Work to be completed. Scan the entries below and return each line that contains "patio".

(Dataset entries)

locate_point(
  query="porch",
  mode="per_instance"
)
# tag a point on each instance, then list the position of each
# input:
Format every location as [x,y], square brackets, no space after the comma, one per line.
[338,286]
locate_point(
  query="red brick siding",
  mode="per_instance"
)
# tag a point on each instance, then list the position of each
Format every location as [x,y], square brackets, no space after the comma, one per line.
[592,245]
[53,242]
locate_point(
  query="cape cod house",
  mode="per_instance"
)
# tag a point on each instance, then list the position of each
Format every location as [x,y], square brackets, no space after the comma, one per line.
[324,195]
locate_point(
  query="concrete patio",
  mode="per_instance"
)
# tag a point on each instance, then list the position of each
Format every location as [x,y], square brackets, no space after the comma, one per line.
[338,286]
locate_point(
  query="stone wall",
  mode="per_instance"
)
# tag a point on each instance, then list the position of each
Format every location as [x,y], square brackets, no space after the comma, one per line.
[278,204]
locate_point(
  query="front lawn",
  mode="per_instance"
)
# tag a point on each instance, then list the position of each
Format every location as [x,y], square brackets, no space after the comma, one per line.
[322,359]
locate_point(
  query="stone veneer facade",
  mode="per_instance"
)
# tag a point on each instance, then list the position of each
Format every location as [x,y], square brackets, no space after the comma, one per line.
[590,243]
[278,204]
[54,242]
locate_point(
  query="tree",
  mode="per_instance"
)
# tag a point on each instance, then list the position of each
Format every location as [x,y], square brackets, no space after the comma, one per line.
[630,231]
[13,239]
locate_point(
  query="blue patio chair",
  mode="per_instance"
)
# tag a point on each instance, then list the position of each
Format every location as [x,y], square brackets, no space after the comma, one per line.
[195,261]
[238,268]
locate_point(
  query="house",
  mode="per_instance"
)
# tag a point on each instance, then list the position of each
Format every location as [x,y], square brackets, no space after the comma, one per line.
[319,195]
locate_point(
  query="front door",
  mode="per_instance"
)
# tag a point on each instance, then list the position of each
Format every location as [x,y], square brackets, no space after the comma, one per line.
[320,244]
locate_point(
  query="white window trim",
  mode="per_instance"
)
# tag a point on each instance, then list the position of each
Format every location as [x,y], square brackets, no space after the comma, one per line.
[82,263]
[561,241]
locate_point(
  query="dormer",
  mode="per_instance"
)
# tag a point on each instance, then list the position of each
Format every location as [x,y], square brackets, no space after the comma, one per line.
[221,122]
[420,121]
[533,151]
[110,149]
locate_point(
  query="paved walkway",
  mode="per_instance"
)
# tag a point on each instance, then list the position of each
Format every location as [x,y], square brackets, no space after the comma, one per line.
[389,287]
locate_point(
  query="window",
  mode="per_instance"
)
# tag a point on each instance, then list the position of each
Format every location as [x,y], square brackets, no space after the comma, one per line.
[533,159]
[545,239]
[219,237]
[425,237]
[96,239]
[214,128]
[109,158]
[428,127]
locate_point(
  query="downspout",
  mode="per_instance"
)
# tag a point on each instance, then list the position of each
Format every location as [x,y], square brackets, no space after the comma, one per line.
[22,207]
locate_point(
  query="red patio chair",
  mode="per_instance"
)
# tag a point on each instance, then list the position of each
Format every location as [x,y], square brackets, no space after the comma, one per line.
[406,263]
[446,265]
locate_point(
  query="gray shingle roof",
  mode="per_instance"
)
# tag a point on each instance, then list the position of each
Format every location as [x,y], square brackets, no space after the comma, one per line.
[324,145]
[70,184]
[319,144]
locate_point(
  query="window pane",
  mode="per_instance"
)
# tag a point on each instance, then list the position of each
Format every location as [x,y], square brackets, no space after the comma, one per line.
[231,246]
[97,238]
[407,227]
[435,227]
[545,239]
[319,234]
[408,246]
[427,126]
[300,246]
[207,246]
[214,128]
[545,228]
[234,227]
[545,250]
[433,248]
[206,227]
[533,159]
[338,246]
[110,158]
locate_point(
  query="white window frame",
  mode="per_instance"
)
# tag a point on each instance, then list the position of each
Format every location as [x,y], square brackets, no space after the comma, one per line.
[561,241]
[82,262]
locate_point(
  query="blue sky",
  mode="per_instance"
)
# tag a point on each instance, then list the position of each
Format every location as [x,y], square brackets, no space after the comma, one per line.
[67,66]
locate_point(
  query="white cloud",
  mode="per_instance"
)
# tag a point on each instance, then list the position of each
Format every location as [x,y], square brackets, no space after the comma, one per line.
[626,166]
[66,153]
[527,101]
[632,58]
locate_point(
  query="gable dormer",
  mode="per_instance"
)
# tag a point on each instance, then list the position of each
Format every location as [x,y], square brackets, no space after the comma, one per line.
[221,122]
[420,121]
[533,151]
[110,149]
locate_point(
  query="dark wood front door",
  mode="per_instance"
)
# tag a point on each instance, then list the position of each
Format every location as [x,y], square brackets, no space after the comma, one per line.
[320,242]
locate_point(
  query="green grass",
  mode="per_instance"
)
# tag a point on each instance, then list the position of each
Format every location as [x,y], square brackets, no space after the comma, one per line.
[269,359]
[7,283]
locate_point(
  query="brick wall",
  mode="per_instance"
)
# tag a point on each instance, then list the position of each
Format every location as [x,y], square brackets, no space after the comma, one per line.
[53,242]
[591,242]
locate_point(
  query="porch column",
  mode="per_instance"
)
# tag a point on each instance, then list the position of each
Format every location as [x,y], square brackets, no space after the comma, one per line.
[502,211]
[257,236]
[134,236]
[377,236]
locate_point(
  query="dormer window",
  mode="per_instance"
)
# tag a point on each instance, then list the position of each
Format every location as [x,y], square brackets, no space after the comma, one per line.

Solution.
  query="concrete patio",
  query="blue patio chair",
  query="red patio chair",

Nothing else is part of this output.